• **Try it**:
Among the lines of data below, reproduce only those from the one with "of the blurred" through the one with "the butterfly wing", exactly as they stand, both ends included.

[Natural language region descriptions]
◇ ◇ ◇ ◇ ◇ ◇ ◇
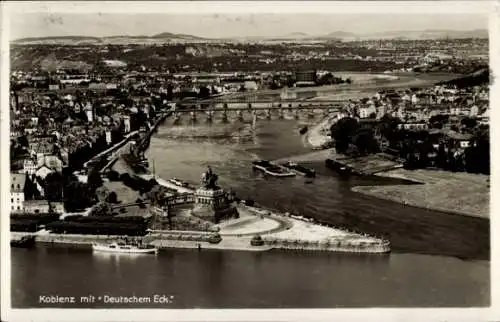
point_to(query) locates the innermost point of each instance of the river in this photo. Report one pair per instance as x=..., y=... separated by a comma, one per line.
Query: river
x=438, y=259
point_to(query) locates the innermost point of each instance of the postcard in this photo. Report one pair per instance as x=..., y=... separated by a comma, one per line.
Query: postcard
x=256, y=161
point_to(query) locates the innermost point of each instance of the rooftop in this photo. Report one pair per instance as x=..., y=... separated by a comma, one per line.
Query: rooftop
x=17, y=182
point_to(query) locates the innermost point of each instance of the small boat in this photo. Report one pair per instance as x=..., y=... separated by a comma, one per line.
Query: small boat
x=125, y=248
x=272, y=169
x=337, y=166
x=307, y=172
x=180, y=183
x=24, y=242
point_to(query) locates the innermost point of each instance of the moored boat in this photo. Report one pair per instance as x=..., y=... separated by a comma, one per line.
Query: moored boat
x=24, y=242
x=272, y=169
x=125, y=248
x=180, y=183
x=307, y=172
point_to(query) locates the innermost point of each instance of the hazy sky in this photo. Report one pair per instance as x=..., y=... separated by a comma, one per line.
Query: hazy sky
x=232, y=25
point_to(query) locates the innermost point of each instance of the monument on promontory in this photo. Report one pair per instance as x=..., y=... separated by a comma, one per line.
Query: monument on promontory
x=212, y=203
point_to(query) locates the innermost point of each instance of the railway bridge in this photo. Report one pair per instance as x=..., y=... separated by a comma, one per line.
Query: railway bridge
x=212, y=109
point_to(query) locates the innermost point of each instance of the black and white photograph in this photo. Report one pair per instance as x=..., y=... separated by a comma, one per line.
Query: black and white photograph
x=232, y=155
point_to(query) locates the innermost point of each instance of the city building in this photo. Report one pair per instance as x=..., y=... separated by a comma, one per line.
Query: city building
x=17, y=193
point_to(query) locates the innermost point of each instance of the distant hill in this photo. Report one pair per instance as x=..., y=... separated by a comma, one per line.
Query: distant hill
x=480, y=77
x=299, y=36
x=177, y=36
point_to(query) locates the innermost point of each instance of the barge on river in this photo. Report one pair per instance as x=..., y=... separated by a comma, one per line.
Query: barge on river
x=24, y=242
x=272, y=169
x=124, y=248
x=299, y=169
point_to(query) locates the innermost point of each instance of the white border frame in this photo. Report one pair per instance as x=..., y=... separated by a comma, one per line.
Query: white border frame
x=400, y=314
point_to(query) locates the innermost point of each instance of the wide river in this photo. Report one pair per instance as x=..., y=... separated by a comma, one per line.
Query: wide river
x=437, y=260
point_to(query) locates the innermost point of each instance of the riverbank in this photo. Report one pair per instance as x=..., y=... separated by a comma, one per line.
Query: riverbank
x=452, y=192
x=276, y=231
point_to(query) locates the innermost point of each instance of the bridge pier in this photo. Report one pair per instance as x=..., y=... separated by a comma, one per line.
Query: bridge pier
x=240, y=115
x=210, y=115
x=310, y=113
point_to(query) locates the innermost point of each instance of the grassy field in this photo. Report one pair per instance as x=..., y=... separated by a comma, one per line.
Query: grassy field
x=453, y=192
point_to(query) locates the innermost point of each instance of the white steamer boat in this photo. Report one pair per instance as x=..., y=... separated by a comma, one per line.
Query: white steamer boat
x=124, y=248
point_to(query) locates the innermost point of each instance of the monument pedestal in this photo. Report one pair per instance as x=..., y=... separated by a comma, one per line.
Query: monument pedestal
x=212, y=204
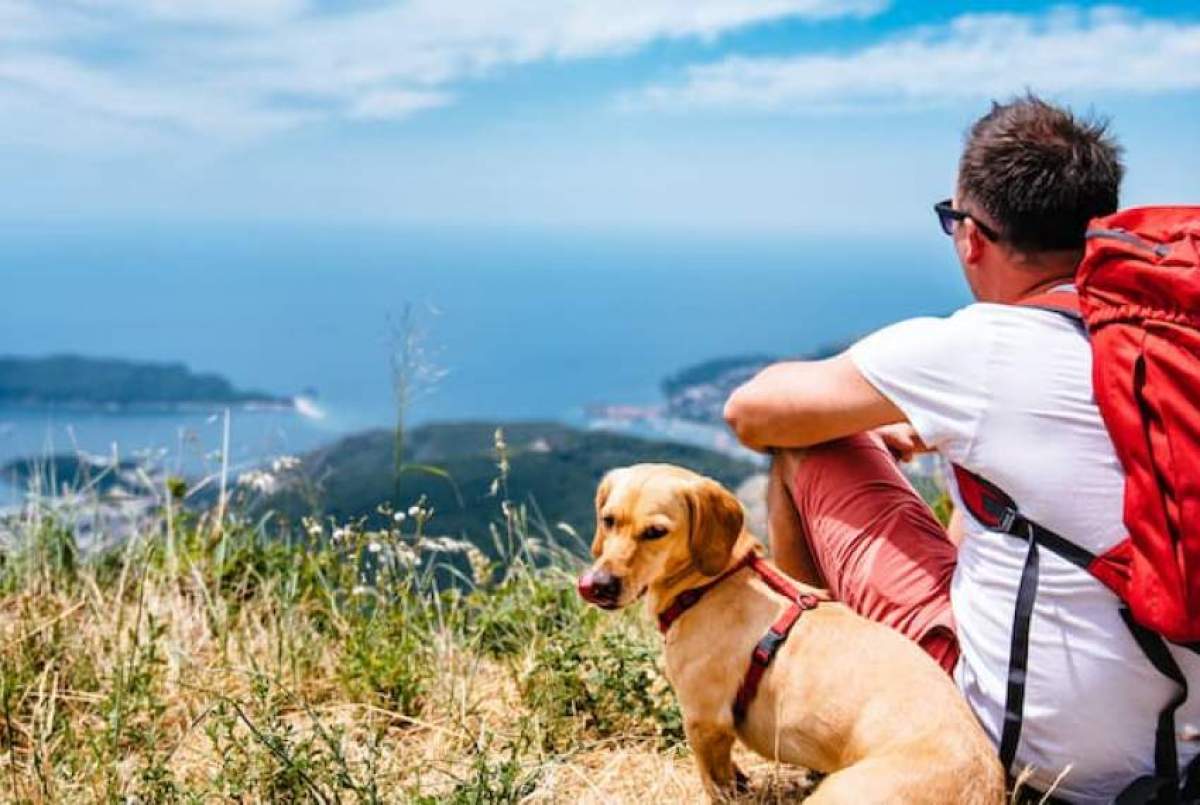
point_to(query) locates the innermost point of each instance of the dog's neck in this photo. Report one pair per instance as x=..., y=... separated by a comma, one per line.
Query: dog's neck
x=661, y=593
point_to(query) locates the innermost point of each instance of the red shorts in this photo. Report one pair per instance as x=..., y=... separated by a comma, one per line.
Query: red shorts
x=875, y=541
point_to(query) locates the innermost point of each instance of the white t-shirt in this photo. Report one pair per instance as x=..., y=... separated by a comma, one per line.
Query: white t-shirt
x=1007, y=392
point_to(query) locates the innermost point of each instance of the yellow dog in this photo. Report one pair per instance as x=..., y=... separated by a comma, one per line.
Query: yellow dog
x=840, y=694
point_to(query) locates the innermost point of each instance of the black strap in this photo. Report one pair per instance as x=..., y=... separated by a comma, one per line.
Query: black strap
x=1019, y=656
x=1163, y=787
x=997, y=512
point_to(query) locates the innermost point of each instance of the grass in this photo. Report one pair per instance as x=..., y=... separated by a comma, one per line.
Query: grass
x=211, y=658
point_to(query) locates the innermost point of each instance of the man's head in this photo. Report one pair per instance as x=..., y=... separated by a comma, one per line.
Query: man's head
x=1030, y=179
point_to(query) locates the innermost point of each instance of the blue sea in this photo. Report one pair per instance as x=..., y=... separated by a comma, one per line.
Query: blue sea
x=520, y=324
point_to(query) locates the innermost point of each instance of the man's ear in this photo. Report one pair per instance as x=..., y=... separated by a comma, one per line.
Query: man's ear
x=973, y=242
x=717, y=521
x=603, y=492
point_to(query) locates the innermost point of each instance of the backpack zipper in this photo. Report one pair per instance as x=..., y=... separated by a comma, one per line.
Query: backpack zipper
x=1161, y=250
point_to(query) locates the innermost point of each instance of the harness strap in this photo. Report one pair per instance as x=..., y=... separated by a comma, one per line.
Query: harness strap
x=688, y=599
x=768, y=647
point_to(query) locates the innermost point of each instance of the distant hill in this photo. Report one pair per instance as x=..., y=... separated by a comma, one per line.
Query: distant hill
x=552, y=464
x=697, y=392
x=100, y=382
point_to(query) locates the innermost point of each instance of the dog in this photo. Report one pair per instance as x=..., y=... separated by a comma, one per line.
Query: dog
x=843, y=695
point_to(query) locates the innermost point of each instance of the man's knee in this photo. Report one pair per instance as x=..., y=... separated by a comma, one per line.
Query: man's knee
x=786, y=462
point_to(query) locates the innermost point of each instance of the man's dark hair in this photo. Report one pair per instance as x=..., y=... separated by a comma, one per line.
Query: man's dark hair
x=1041, y=173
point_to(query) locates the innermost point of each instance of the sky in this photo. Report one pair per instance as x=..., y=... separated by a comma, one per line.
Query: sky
x=839, y=118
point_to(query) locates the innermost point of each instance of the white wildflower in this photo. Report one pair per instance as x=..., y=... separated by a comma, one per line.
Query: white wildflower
x=443, y=545
x=480, y=568
x=406, y=556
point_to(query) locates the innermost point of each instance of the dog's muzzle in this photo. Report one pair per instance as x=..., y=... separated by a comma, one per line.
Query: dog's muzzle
x=601, y=588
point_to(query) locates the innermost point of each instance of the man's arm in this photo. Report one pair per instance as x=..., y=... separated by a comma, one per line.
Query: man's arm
x=801, y=403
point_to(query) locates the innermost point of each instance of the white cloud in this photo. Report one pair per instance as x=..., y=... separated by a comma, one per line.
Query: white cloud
x=395, y=104
x=232, y=70
x=973, y=56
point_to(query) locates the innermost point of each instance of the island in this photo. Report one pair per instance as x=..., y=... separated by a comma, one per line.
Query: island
x=81, y=382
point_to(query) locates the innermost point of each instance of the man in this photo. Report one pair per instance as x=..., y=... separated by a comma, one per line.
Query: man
x=1006, y=391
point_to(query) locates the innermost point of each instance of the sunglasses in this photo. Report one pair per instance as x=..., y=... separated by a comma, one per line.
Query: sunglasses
x=948, y=216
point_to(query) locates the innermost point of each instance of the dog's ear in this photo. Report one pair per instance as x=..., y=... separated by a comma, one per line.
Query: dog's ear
x=717, y=521
x=603, y=492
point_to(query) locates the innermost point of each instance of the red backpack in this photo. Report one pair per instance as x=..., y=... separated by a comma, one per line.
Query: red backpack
x=1138, y=294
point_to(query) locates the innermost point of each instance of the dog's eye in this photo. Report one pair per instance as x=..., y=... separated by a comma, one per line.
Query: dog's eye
x=654, y=533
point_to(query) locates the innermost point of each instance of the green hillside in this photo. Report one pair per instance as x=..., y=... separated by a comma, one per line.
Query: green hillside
x=555, y=469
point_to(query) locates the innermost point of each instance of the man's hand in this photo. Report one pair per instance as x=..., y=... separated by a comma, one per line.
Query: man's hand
x=903, y=440
x=801, y=403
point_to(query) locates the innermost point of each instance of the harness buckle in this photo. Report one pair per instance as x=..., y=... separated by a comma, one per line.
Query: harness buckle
x=766, y=649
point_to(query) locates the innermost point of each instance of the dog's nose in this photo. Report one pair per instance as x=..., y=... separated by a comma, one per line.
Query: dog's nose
x=599, y=587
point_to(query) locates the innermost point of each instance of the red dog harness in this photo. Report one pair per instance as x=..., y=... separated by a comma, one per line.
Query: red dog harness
x=768, y=647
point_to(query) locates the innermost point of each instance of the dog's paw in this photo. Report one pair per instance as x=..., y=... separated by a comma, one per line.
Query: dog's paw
x=741, y=781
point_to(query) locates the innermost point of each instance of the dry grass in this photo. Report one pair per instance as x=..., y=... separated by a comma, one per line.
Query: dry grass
x=213, y=658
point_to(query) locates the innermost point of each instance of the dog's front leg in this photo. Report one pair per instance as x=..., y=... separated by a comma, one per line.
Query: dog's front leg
x=712, y=745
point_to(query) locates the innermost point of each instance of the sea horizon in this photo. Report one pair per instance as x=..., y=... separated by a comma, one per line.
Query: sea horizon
x=515, y=325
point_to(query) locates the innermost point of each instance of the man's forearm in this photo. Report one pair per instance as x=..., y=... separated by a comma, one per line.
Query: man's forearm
x=802, y=403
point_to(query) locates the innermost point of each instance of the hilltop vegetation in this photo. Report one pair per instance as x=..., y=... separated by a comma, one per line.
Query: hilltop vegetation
x=555, y=472
x=222, y=656
x=78, y=380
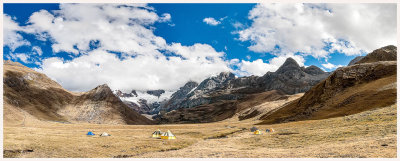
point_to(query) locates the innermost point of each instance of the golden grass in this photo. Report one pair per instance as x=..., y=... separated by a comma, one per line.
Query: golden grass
x=367, y=134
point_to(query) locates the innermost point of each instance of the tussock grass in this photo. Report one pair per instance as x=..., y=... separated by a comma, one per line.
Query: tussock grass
x=367, y=134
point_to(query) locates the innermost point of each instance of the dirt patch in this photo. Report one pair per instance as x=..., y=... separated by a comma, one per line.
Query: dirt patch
x=15, y=153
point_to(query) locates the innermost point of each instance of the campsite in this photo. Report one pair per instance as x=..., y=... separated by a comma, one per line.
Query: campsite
x=367, y=134
x=256, y=80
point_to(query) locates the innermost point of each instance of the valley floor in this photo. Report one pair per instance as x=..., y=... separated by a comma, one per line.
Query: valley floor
x=367, y=134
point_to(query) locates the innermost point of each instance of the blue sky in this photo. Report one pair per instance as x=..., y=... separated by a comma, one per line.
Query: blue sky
x=244, y=38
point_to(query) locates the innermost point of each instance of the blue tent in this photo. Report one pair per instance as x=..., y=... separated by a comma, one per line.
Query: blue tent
x=90, y=133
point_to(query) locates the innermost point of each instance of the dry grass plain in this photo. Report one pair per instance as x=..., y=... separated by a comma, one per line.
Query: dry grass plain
x=367, y=134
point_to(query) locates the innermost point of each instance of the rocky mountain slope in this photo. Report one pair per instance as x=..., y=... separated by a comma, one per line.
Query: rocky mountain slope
x=144, y=102
x=29, y=94
x=370, y=83
x=387, y=53
x=221, y=110
x=220, y=97
x=290, y=78
x=356, y=59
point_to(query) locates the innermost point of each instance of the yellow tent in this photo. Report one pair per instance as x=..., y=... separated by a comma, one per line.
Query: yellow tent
x=156, y=134
x=168, y=135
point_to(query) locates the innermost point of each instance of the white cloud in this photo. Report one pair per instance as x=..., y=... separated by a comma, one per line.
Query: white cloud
x=147, y=61
x=165, y=17
x=308, y=28
x=259, y=67
x=20, y=56
x=117, y=27
x=12, y=38
x=141, y=73
x=37, y=50
x=331, y=66
x=211, y=21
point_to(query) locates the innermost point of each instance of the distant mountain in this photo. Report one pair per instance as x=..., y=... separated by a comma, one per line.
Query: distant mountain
x=355, y=60
x=219, y=90
x=387, y=53
x=369, y=84
x=29, y=94
x=144, y=102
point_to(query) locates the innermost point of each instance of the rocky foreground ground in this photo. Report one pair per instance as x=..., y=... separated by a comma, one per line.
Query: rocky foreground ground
x=366, y=134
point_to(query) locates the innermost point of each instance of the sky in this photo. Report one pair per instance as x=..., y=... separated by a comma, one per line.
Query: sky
x=163, y=46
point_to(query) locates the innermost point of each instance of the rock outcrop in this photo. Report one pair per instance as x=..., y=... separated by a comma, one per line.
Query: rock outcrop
x=355, y=60
x=32, y=94
x=347, y=91
x=387, y=53
x=290, y=78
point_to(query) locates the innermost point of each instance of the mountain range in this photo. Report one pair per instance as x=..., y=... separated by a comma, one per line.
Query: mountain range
x=368, y=82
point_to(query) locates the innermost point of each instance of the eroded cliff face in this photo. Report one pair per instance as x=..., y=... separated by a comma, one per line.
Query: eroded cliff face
x=348, y=90
x=290, y=78
x=27, y=92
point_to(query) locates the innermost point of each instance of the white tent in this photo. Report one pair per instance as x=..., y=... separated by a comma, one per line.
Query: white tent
x=105, y=134
x=168, y=135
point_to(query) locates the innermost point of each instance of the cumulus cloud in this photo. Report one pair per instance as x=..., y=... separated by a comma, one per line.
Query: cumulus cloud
x=211, y=21
x=144, y=61
x=141, y=73
x=259, y=67
x=309, y=28
x=331, y=66
x=12, y=38
x=121, y=28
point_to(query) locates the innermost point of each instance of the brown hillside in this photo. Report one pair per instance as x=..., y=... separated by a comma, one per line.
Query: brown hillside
x=347, y=91
x=32, y=96
x=387, y=53
x=222, y=110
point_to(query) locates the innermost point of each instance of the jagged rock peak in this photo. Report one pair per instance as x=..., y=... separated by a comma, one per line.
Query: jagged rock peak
x=103, y=86
x=157, y=93
x=227, y=75
x=387, y=53
x=289, y=64
x=389, y=47
x=355, y=60
x=313, y=70
x=190, y=84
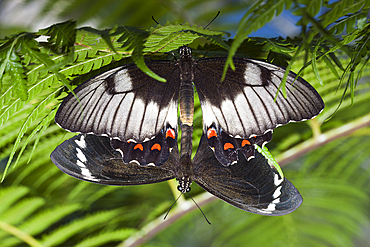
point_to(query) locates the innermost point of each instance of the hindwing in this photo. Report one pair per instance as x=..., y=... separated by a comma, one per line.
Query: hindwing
x=251, y=185
x=91, y=158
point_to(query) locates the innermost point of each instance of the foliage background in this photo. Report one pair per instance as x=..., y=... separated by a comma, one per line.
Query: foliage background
x=327, y=161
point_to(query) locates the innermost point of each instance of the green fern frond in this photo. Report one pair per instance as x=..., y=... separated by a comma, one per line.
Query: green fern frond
x=106, y=237
x=84, y=226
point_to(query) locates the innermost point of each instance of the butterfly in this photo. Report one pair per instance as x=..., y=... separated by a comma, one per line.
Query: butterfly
x=128, y=125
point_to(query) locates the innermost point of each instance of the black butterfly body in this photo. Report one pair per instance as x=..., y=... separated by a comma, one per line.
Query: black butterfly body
x=128, y=122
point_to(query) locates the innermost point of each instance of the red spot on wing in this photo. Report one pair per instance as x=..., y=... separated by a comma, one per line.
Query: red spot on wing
x=139, y=146
x=156, y=146
x=211, y=132
x=245, y=142
x=228, y=145
x=171, y=133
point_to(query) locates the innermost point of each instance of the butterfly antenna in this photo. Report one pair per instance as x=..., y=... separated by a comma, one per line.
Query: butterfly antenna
x=155, y=20
x=200, y=209
x=172, y=206
x=218, y=13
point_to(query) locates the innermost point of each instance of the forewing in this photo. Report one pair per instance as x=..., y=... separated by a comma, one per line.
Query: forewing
x=124, y=103
x=91, y=158
x=243, y=104
x=252, y=185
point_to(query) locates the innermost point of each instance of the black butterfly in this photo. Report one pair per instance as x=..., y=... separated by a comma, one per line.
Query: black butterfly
x=133, y=119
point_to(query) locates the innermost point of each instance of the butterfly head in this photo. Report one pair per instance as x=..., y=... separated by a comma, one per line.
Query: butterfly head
x=184, y=185
x=185, y=52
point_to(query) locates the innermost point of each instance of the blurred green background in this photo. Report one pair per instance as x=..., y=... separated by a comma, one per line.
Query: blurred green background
x=326, y=159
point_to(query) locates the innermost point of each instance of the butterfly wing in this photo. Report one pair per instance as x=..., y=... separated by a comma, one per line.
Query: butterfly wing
x=136, y=111
x=252, y=185
x=243, y=105
x=91, y=158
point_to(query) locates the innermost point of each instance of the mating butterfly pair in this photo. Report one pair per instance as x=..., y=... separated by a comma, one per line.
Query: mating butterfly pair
x=129, y=121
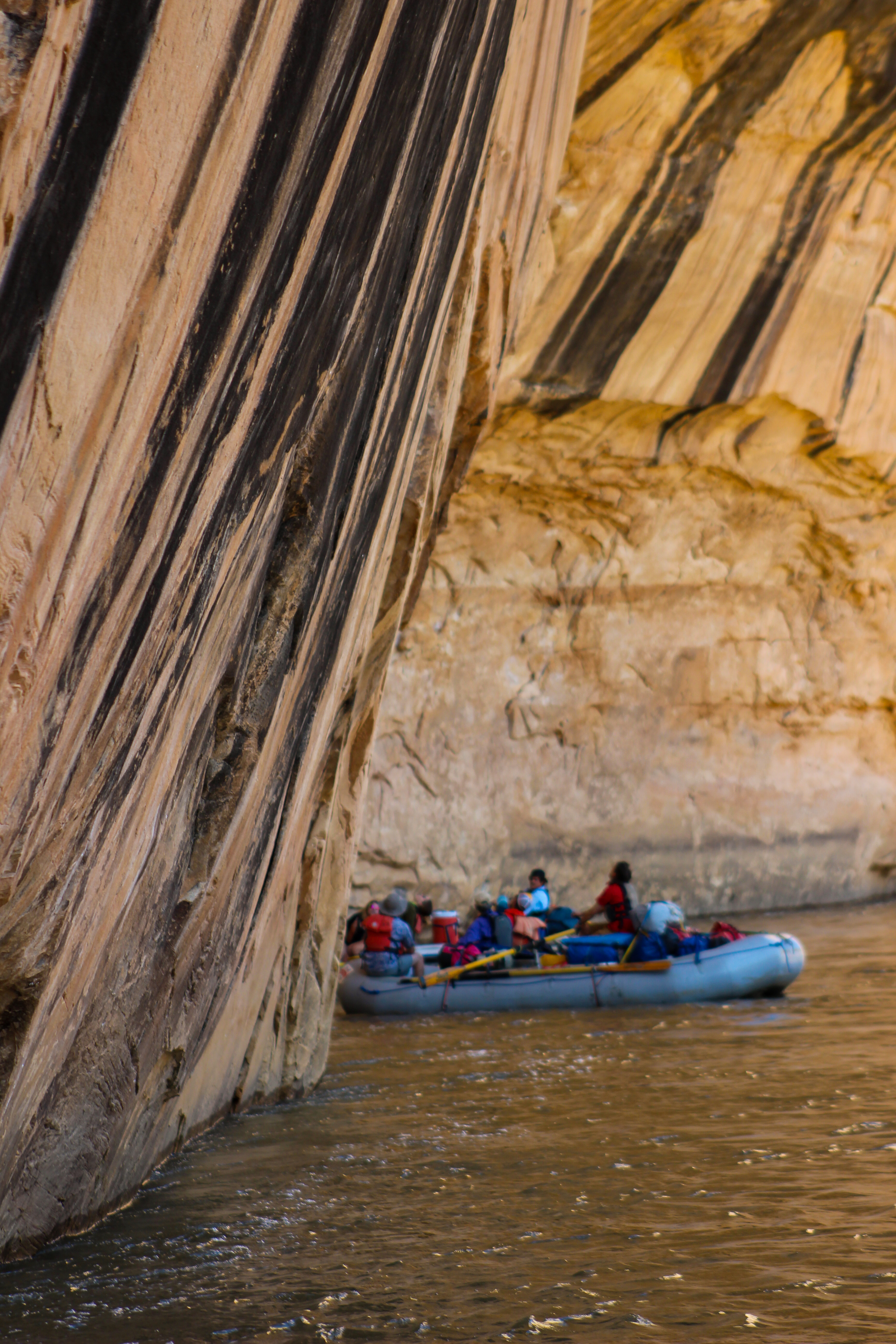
◇ ◇ ◇ ◇ ◇ ◇ ◇
• **Response area**:
point_to(query) locates the innermost point of each instance of the blurred green background in this photo. Report one pair per instance as x=..., y=... separated by a comma, one per line.
Query: blurred green background
x=326, y=159
point_to(query) locates the innermost point of each instance of the butterfly wing in this photo. Report one pair per instance as x=..., y=... separated by a comma, one per line.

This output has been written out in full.